Exercise a => Copy the listing lines starting with the line containing "Category: calm sea surface" and going on through the end of the listing, renaming "shoreline" to "water's edge" and leaving everything else unchanged.
─── Source excerpt
# GTF -tadpole pics



## Noxious (Dec 5, 2006)

G'day

The biggest are about 5cm pretty bulky too. Only managed to raise about 40 to this size, after a miss-hap with the filter.


----------



## Ashleigh:] (Dec 5, 2006)

omg they are so cute! Must be exciting waiting for the legs and then the tail and stuff! 
Please keep the pics coming of their diff stages!!


----------



## Adandiluvsmyreptiles (Dec 6, 2006)

Congrats!!! I am still trying to get mine to breed!! My Red Eyes have been cuddling for 24 hours but no eggs yet!! Keep us updated.


----------



## Tatelina (Dec 6, 2006)

GTP?
What happened with the filter? Sounds messy.


----------



## Adandiluvsmyreptiles (Dec 6, 2006)

I would suggest no filter. But then again I can't get mine to breed!!!! The tadpoles eat any algie as this is what they grow up on.


----------



## Noxious (Dec 6, 2006)

I dont even have a filter with them now, they are in a 2' tank. Growing fell just do a couple small water changes a week.


----------



## Adandiluvsmyreptiles (Dec 6, 2006)

How many eggs did you start with??


----------



## Noxious (Dec 6, 2006)

Hard to estimate - about 400-500 hundred most died when I transported them.


----------



## Adandiluvsmyreptiles (Dec 6, 2006)

Bummer. Got any pics of the tank they bred in?


----------



## Noxious (Dec 8, 2006)

It's just a fish tank with about 10cm of water along the entire bottom, with a couple rocks to get out on nothing too special.


----------
──────
─── Input material
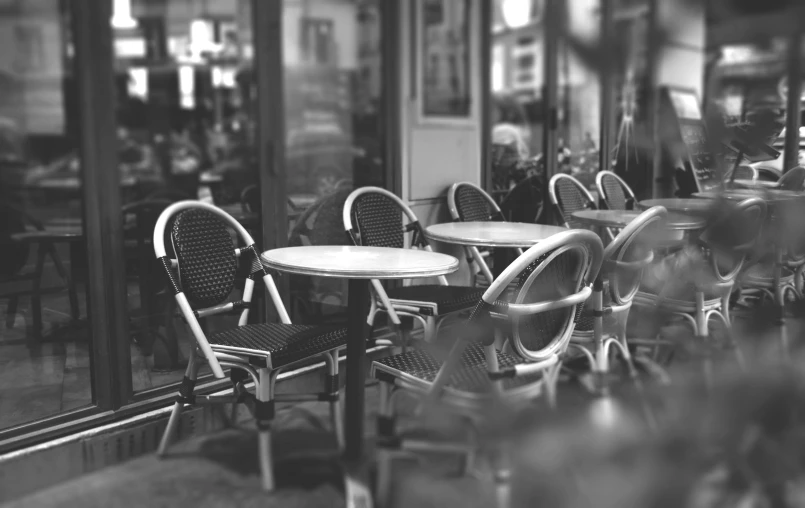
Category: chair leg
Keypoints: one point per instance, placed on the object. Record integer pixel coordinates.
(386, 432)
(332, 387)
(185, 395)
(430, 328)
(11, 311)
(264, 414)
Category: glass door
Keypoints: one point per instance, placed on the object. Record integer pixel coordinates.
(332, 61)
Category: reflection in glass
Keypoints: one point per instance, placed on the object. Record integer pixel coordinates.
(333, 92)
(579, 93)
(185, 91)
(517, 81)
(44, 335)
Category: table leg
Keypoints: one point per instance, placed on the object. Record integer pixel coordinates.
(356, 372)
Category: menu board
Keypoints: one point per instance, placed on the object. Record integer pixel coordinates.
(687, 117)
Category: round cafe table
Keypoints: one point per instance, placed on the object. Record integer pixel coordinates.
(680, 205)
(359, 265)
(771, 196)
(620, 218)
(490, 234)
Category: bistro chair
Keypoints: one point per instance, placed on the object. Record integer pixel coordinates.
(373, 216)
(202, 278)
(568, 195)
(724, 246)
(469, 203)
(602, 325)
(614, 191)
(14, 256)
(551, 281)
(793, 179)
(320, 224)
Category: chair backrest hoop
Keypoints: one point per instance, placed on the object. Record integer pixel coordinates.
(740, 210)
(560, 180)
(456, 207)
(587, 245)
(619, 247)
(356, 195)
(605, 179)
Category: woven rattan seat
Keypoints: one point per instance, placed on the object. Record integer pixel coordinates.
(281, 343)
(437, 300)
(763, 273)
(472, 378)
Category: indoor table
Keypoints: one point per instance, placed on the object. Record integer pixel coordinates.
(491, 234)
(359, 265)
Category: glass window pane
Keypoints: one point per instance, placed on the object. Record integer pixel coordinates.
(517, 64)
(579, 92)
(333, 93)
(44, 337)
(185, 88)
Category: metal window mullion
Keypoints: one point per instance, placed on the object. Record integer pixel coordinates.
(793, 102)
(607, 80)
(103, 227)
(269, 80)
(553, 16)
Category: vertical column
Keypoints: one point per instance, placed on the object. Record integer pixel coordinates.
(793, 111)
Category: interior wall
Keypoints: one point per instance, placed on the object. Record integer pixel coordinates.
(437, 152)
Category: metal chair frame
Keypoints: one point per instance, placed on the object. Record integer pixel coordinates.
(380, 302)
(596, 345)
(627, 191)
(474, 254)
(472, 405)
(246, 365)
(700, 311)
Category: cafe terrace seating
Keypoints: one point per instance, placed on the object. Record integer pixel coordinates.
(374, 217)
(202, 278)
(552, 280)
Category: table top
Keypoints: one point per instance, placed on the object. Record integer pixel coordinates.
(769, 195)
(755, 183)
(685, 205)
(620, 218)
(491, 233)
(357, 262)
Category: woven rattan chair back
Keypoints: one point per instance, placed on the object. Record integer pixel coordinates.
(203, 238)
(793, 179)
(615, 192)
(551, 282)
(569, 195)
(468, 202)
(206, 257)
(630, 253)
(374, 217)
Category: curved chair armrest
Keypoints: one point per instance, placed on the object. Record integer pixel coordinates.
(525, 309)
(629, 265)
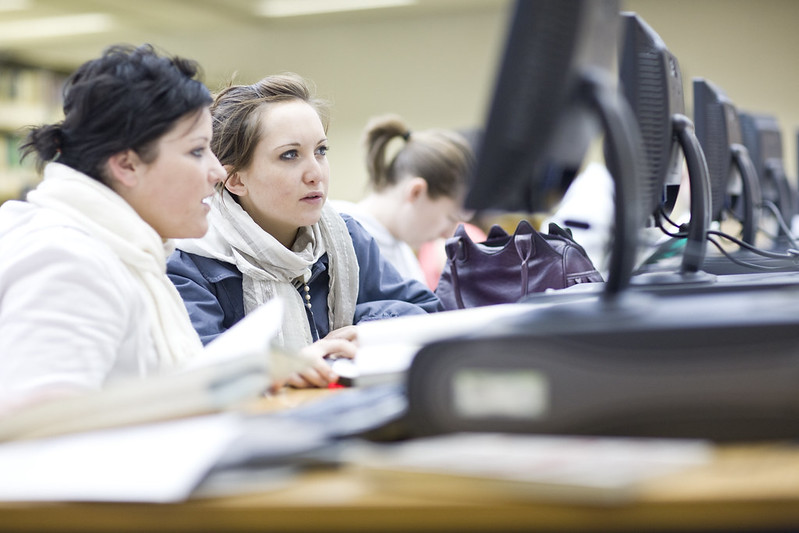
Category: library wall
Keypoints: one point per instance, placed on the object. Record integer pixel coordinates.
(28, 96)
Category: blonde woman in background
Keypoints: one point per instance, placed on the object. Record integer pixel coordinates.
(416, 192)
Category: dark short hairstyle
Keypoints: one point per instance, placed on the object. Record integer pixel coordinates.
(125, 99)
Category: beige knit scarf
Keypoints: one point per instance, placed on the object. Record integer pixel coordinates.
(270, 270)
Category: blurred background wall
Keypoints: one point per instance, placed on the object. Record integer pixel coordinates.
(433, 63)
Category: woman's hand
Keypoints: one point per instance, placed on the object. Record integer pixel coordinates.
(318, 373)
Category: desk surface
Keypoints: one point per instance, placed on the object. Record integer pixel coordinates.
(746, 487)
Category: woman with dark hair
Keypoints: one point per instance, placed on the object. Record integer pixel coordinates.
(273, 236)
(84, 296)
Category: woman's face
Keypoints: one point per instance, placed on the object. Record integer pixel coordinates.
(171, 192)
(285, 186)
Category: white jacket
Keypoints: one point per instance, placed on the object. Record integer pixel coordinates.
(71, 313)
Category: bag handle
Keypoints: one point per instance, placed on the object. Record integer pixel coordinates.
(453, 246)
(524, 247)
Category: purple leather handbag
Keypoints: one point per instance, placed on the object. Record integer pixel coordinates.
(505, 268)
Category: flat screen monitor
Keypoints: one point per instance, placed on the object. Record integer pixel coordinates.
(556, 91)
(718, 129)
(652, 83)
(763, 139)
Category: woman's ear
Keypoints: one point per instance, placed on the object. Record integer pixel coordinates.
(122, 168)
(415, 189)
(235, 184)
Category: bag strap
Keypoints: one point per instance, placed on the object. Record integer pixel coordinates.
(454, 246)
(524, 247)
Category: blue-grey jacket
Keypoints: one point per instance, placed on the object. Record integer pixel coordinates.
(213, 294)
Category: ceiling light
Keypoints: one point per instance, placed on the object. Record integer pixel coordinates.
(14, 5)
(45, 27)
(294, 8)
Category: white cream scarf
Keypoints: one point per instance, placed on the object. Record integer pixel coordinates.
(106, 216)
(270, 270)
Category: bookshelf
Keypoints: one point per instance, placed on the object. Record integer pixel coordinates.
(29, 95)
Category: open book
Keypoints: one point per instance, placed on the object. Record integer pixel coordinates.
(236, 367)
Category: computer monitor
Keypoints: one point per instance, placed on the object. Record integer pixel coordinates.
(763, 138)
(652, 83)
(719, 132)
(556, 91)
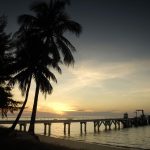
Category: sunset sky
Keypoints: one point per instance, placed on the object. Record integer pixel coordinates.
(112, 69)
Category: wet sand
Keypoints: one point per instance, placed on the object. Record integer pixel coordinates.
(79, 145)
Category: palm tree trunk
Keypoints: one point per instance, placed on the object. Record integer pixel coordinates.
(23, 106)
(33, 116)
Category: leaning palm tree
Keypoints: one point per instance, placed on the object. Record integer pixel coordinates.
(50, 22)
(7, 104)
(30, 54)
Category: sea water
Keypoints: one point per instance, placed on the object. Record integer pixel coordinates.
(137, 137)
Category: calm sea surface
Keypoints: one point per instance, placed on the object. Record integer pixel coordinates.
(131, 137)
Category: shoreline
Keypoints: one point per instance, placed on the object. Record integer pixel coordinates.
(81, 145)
──────
Exercise b => In the forum thread on GTF tadpoles, how deep is the water in the fish tank where the frogs bred?

Exercise response a =>
Category: calm sea surface
Keypoints: one point per instance, placed on the object. Record integer pixel coordinates.
(131, 137)
Category: water's edge
Keypoints: one point per instance, placed on the object. Record integer pixel coordinates.
(81, 145)

Exercise response b => About 10cm, along the entire bottom.